* Start TEXT BLOCK *

He acknowledged the need of the industry to “lighten the carbon footprint” through technology and innovation, but it must continue to meet the world’s energy needs. The industry must never forget its role to responsibly supply energy required to power the world and sustain economies, he said. If the industry “offers real solutions with real energy to meet real needs” it will last well into the future, he added.

Saudi Energy Minister Al-Saud noted the historically important role that Saudi Arabia has played since the discovery of oil about 80 years ago. The global economic growth of the past half century, which paved the way for transformative development and lifted many out of poverty, would not have taken place without the stability of oil supply from Saudi Arabia.

That mission continues today, with the OPEC-plus effort to cut oil supply to stabilize oil prices after the crash that began in 2014, he said. “The Kingdom will continue to do all it can to guarantee a stable world oil supply,” he said.

That is why Aramco was confident in pursuing an IPO, because it welcomed the bright lights that would shine on Aramco’s capabilities and achievements. The IPO required a thorough audit of Aramco’s oil and gas reserves, and he called on other national oil companies to undergo the same process to add transparency to world oil markets.

Al-Saud said that science, technology, and innovation “would clearly be the game-changer” in industry efforts to reduce its carbon footprint. But it must also be able to attract young people to the oil and gas industry. “The key to the energy transformation is human capital,” he said.

* End TEXT BLOCK *

> [AIM OF THE EXERCISE]:
Please write out the passage on energy and oil supply word for word, starting with "Saudi Energy Minister" and going on through "from Saudi Arabia.".

* Start DATA EXTRACT *

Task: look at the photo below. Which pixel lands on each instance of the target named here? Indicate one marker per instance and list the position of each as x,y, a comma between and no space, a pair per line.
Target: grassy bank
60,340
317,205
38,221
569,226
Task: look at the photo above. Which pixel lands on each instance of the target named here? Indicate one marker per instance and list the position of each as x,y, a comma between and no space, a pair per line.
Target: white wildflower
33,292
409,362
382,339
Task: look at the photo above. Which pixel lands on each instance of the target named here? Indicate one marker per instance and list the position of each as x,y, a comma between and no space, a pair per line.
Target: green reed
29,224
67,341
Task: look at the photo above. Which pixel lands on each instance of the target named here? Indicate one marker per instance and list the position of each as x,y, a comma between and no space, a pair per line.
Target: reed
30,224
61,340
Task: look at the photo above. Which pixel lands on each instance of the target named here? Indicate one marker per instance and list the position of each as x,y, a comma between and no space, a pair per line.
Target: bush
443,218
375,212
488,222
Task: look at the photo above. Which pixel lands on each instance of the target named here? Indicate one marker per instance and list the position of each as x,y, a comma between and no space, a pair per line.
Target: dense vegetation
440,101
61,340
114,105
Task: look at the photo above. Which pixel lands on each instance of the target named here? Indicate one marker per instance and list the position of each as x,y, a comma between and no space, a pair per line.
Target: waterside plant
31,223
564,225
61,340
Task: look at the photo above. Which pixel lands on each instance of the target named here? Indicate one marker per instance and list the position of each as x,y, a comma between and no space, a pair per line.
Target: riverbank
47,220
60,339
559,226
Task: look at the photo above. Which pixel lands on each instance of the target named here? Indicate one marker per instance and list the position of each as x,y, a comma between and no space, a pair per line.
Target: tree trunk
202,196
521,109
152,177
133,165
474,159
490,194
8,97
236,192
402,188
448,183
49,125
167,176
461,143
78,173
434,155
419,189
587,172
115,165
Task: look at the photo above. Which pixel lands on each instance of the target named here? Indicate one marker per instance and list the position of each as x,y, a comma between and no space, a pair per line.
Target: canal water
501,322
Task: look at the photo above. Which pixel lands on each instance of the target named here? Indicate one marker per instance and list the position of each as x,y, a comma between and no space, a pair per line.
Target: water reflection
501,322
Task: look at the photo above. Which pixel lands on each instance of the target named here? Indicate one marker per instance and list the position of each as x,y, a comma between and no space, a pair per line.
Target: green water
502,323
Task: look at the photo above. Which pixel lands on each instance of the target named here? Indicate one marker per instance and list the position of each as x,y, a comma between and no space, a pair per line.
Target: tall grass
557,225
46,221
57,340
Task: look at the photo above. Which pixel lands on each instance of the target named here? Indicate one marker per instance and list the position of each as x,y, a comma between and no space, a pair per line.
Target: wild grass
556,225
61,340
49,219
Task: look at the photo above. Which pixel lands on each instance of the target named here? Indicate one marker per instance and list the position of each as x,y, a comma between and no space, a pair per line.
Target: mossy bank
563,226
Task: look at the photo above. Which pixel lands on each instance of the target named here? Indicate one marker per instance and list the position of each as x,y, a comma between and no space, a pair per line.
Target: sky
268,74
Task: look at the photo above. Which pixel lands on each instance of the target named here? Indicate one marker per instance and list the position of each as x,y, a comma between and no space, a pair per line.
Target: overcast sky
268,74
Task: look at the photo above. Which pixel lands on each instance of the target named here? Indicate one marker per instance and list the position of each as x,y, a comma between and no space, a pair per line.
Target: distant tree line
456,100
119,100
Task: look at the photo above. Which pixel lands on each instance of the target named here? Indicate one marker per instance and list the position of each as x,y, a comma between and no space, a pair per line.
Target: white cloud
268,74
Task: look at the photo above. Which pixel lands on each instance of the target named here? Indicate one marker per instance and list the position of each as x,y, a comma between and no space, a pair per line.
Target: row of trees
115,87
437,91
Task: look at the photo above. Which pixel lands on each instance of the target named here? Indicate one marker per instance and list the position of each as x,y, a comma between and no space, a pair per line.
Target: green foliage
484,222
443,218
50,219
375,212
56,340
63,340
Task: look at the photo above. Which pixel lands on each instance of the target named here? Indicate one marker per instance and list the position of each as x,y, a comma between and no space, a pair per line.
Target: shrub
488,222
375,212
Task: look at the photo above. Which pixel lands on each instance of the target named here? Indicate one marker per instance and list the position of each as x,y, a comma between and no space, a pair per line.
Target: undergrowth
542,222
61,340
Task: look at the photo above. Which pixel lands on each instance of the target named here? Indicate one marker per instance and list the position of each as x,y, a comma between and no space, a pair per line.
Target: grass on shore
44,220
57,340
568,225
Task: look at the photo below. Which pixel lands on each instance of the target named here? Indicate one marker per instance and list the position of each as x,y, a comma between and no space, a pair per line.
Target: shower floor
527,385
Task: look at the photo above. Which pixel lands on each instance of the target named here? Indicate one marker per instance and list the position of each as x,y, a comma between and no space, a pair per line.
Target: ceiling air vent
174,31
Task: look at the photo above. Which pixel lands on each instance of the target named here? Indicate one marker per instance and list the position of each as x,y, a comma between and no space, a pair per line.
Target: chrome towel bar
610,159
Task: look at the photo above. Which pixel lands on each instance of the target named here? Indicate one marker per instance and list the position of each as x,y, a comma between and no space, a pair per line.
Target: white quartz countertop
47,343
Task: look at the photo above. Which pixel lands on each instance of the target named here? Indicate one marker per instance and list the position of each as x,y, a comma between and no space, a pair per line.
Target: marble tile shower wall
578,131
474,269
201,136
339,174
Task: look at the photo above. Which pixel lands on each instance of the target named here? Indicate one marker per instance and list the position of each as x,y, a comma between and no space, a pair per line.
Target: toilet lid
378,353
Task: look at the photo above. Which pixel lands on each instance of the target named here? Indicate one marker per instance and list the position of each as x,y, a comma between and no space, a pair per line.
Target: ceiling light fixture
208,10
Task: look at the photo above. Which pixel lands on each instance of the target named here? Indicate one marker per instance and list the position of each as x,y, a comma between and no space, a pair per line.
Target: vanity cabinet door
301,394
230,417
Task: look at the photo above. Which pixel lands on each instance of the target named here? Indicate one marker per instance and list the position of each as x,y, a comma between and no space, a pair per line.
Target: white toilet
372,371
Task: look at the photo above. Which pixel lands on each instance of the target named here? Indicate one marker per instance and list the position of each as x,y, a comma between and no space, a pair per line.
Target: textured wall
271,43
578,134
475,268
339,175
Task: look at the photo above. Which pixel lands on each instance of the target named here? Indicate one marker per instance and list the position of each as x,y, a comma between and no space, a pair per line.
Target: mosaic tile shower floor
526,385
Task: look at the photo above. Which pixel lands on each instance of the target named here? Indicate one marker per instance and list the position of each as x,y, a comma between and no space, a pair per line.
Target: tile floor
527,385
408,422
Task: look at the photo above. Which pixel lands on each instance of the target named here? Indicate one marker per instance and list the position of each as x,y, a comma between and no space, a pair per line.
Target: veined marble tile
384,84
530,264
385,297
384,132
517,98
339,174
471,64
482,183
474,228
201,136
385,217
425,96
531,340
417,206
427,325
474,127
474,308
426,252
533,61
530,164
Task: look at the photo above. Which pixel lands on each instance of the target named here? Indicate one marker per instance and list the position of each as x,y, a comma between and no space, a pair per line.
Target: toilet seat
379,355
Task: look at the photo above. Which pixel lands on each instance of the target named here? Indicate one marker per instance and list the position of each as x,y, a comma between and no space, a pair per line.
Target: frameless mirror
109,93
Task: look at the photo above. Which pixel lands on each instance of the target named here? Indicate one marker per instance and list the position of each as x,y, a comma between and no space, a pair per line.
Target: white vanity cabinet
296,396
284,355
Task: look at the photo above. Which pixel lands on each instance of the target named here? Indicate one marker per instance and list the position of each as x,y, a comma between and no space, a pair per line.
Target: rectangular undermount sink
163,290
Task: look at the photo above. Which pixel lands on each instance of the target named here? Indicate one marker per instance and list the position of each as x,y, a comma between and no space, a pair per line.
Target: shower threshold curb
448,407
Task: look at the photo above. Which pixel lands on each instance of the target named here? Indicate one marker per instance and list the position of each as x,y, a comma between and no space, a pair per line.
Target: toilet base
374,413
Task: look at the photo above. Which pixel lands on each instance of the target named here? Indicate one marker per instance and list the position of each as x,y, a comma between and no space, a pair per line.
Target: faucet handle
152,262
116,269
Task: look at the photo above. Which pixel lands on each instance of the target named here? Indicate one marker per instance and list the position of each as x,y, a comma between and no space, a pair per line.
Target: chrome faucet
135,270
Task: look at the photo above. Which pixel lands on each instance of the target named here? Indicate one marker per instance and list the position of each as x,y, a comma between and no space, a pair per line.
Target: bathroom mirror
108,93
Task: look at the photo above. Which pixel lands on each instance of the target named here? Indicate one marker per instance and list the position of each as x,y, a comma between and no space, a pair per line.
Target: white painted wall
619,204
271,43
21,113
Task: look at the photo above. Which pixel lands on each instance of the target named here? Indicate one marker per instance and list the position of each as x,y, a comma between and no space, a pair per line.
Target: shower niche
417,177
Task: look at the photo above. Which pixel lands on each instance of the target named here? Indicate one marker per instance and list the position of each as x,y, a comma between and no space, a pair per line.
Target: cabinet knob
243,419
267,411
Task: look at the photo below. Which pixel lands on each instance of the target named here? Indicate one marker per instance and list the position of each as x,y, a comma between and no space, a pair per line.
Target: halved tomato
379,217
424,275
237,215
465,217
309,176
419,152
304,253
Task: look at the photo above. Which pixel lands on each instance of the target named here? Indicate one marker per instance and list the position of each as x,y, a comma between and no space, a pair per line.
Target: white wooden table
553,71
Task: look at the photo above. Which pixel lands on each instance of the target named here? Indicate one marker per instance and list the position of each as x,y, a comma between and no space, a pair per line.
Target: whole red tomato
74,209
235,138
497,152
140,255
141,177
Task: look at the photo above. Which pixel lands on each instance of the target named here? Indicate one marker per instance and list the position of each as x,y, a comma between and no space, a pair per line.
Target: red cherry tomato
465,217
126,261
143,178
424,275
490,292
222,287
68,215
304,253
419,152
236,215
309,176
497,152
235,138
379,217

* End DATA EXTRACT *

> [COMPLETE OUTPUT]:
Saudi Energy Minister Al-Saud noted the historically important role that Saudi Arabia has played since the discovery of oil about 80 years ago. The global economic growth of the past half century, which paved the way for transformative development and lifted many out of poverty, would not have taken place without the stability of oil supply from Saudi Arabia.